**Exercise aim:**
The answer should be a faithful retyping of the records that follow, pictures excluded.

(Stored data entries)
::::::

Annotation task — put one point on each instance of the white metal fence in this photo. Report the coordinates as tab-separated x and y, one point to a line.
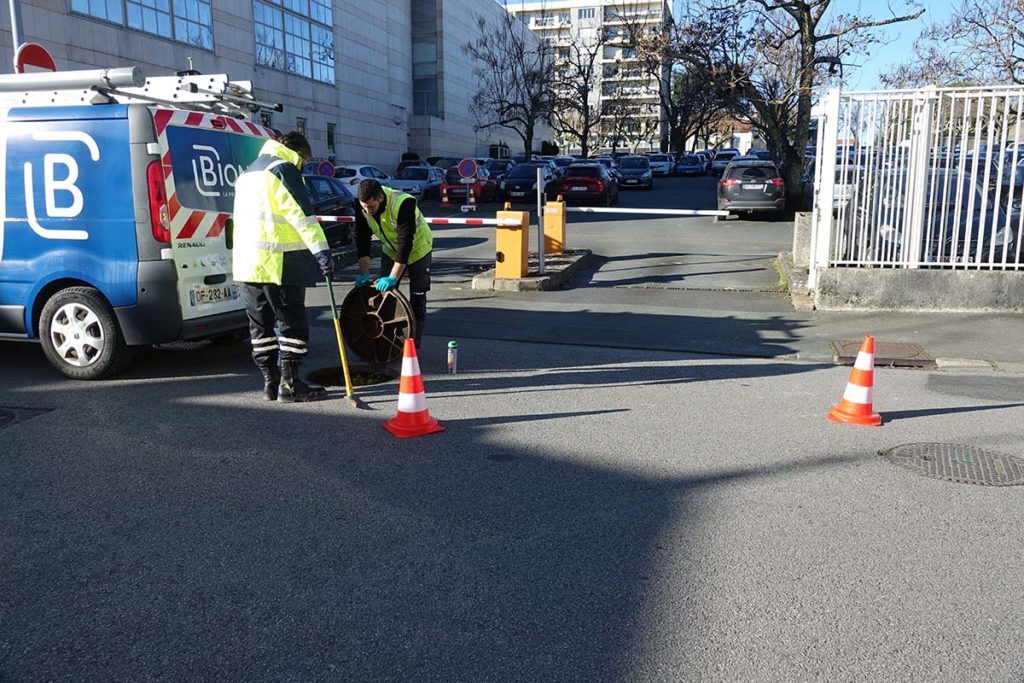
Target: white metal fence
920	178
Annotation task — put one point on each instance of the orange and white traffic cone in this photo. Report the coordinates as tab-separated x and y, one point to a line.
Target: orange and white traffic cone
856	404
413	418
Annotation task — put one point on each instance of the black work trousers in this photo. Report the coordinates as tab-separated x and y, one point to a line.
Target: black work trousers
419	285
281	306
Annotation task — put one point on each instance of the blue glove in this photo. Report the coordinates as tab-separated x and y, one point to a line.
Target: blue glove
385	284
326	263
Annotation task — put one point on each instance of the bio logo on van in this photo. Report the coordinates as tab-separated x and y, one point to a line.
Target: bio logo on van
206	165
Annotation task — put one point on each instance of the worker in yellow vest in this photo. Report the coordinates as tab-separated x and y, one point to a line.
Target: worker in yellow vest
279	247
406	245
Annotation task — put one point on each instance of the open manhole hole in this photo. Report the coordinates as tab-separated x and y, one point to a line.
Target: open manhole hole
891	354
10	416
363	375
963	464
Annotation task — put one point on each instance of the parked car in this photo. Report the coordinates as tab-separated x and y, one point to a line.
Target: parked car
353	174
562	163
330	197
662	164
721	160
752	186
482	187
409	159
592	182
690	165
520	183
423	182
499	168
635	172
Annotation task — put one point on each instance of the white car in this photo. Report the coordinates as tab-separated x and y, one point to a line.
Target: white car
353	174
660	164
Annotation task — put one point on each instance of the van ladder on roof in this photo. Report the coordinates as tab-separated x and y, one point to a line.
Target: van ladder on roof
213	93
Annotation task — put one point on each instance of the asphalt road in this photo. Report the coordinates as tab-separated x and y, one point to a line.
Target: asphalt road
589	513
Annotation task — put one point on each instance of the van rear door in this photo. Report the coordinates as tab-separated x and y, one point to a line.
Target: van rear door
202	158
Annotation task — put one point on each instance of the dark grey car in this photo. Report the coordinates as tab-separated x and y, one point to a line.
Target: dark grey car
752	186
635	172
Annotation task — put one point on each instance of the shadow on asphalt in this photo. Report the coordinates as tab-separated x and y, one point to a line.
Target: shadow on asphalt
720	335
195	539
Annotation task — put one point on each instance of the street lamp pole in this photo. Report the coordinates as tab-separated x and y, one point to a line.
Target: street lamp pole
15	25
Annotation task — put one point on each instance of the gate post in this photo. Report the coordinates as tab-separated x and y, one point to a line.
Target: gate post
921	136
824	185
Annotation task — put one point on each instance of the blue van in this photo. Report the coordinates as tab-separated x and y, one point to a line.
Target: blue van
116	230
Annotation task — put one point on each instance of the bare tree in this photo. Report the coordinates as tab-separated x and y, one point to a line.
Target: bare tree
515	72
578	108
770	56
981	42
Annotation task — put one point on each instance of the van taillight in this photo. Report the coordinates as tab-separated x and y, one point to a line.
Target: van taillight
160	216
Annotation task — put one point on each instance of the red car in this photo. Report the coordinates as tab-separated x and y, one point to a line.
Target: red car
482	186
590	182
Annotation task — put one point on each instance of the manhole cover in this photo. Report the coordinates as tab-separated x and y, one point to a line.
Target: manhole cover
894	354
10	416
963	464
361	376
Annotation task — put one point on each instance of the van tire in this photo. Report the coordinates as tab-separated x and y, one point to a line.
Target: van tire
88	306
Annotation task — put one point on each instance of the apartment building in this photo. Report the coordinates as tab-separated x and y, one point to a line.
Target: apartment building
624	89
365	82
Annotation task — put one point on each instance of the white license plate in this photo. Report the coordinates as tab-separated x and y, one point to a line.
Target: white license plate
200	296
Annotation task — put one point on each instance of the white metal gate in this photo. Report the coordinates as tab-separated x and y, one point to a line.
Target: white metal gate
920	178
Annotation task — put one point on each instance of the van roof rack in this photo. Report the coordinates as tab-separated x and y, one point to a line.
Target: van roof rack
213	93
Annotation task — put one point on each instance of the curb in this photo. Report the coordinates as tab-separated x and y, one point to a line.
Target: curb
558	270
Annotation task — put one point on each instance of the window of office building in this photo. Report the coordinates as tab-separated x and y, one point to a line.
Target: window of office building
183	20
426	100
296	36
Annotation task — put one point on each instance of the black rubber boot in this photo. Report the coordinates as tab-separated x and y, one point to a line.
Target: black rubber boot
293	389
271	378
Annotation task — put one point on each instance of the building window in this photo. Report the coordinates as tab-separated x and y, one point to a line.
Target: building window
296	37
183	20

::::::

**Output of the exercise:**
Annotation task — put one point on each instance of the white metal fence in this photo. Report the coordinates as tab-separated x and y, one point to a line.
Target: white metal fence
920	178
Annotation task — put one point on each instance of the orange and white traffic cone in this photo. Report the coordinates as tab-separated x and y, one point to a line.
Target: orange and white traffic cone
856	404
413	418
Annotation task — put one point on each instance of the black work trousers in this photo. Report the coordinates as tab-separated x and y, one point to a line.
Target: black work trousers
419	285
281	306
Annotation task — put one point on each instance of the blue glove in this photo. Report the coordinates as tab-separated x and y, one point to a line.
Target: blue glove
385	284
326	263
Annotation task — put one point on each instance of the bio logo on van in this photo. Report the coordinates as tab-separated x and y, one point to a line.
Target: bio logo on van
206	165
Annotation task — put one point on each instance of the worker in yellow vest in this photo. Report the coordinates as tab-separated x and y, one point to a line.
Target: worker in yellow vest
279	247
406	245
Annotation task — put one point on each instance of the open manhole hole in this photo. Report the coordinates as tab-separated x and y, one point to a line.
Target: open manhole hole
891	354
10	416
363	375
963	464
Annotation task — put one point on each instance of the parked car in this photo. Report the coordinates as tab-separated x and y, one point to a line.
Target: parked car
353	174
562	163
330	197
662	164
721	160
752	186
482	187
409	159
592	182
690	165
520	183
423	182
499	168
635	172
Annotation task — put one point on each instance of the white car in this photo. Report the coordinates as tab-separated x and y, one point to a line.
Target: white car
353	174
660	164
Annotation task — put one point on each instance of the van ladder on roof in this photo. Report the coordinates as tab-separated x and y, one point to a line.
Target: van ladder on roof
213	93
Annotation task — put one point on each instance of the asphalt road in this photo. Report the coordinates as tab-separated x and y, one point to a line.
Target: asphalt road
589	513
Annotation task — put one point on each instance of the van rear door in this photo. Report the coordinates as tab-separated x and y, one point to a line.
Target: van rear door
202	158
Annotation task — put one point on each instance of the dark grey car in this photo. Report the coordinates as tab-separated x and y, one point to a line.
Target: dark grey car
752	186
635	172
Annotation task — put one point on each instance of the shadow on asphalt in this photo. Report the coordinates as tab-separated x and y, one point to a line.
Target: shadow on asphalt
720	335
195	539
Annotation task — put one point on each instance of the street lamp pole in this photo. Report the coordinates as tab-separated x and y, one point to a line.
Target: street lamp pole
15	25
Annotation task — put one point on each instance of the gate post in this photo. Report the coordinates as tab-separated x and y, one point to a line.
Target: gate post
921	136
824	185
Annotation task — put one point on each instance of the blue van in this photo. Report the coordinates as tab-separated x and y, one point to a line.
Target: blue van
116	230
Annotation task — put one point on each instance of the bare tree in this photo. Report the coordinates as tab-separated x and y, one point to a line.
Target: bare tree
515	72
578	108
770	56
981	42
Annotation task — put one point on each instance of the van taillight in this photo. Report the coordinates as tab-separated x and y, one point to a line.
Target: van taillight
160	216
Annotation task — put one point on each instance of the red car in this photo. Report the coordinates as tab-separated x and y, one point to a line.
Target: red car
482	186
590	182
Annotation task — put one point on each instance of the manhole cover in this photo. Report the coordinates as tab-separated x and y, one point to a line.
Target: manhole cover
894	354
10	416
963	464
361	376
Annotation task — put one point on each instance of the van tire in this photo. Report the coordinates as tab-separated x and y, one point to a line.
Target: van tire
88	306
Annotation task — put one point on each instance of the apartment building in this photo. Report the coordinates as tab-separated x and y, one point to a line.
Target: apartment building
624	89
365	82
Annotation task — put one point on each instance of the white license plate in this photo. Report the coordinates as tab-separated x and y, one point to a line.
Target: white license plate
200	296
Annotation task — put one point on each instance of the white metal gate in this photo. Report the coordinates as tab-separated x and y, one point to a line.
Target: white metal gate
920	178
Annotation task — put one point on each instance of the van roof rack in this photo. Report the coordinates as tab-separated x and y, one point to a line.
Target: van roof rack
213	93
Annotation task — put one point on each instance of the curb in this photo. Report the coordinates as tab-separated x and y, one point to a line.
Target: curb
558	270
Annotation task — put one point on each instance of the window of office building in this photo. Report the coordinates as tab-separated x and y, one point to a line.
Target: window of office building
183	20
426	100
296	36
Annotation task — put one point on each instance of the black rubber boot in this photo. Report the coordinates as tab-separated x and y, one point to a line.
Target: black rubber boot
293	389
271	378
Annotation task — put one point on each instance of the building window in this photo. Report the coordinates as tab-separated x and y, one point to a line.
Target: building window
296	37
183	20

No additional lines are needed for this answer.